***** TEXT SEGMENT *****
A successful node-failure test is not just “VM started on another host”. Better to set criteria in advance:

users and applications can actually log in and work
data is intact, no desynchronization or “lost” transactions
recovery meets the agreed RTO/RPO
it is clear what happened and what to do next (logs, alerts, instructions)
after the incident the system returns to a predictable state without manual "hacks"

Example: accounting runs in one VM and domain/DNS are in another. On host failure the cluster may quickly restart both, but if DNS comes up later users will see “everything is broken” even though VMs are running. Find such dependencies before deployment.

Basic HA architecture without unnecessary complexity

A resilient virtualization cluster is easiest to build starting from a minimal scheme and verifying that failure of any single element does not “drop” everything. The practical purpose of HA is to survive failure of a node, port, link or switch without a full outage.

A minimal working configuration for a small datacenter or office is 2–3 nodes and several logically separated networks. Even with limited physical ports, avoid mixing all traffic into one “flat” lane.

A typical set is enough:

cluster management network (hypervisor access, control traffic)
virtual machines network (user services)
storage access network (if storage is separate)
migration network (VM movement between hosts)

Then decide whether to separate by VLANs or by physical hardware. VLANs are often sufficient if you have two independent physical uplinks and two switches and the risk of congestion is low. Separate pairs of ports for storage or migration are needed when traffic is heavy (databases, backups, VDI) or when an issue in the VM network must not affect storage access.

Hidden SPOFs usually appear where “everything seems duplicated” but one point was forgotten:

a single uplink for the whole rack or one switch
an LACP bundle without independent switches on each side
a single gateway for the VM network (no redundancy)
*****
# PROBLEM SET:
(a) In the HA cluster text, how many nodes make up a minimal working configuration for a small datacenter or office?
(b) Return everything in the HA cluster text from "after the incident" down to "dependencies before deployment.", unchanged.
The lines that come after this text are drawn from a different source.
***** DATASET EXCERPT *****
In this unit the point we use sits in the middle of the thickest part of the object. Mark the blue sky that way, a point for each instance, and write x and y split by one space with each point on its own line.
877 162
*****
# RESPONSES TO THE TASKS:
(a) 2–3 nodes.

(b)
after the incident the system returns to a predictable state without manual "hacks"

Example: accounting runs in one VM and domain/DNS are in another. On host failure the cluster may quickly restart both, but if DNS comes up later users will see “everything is broken” even though VMs are running. Find such dependencies before deployment.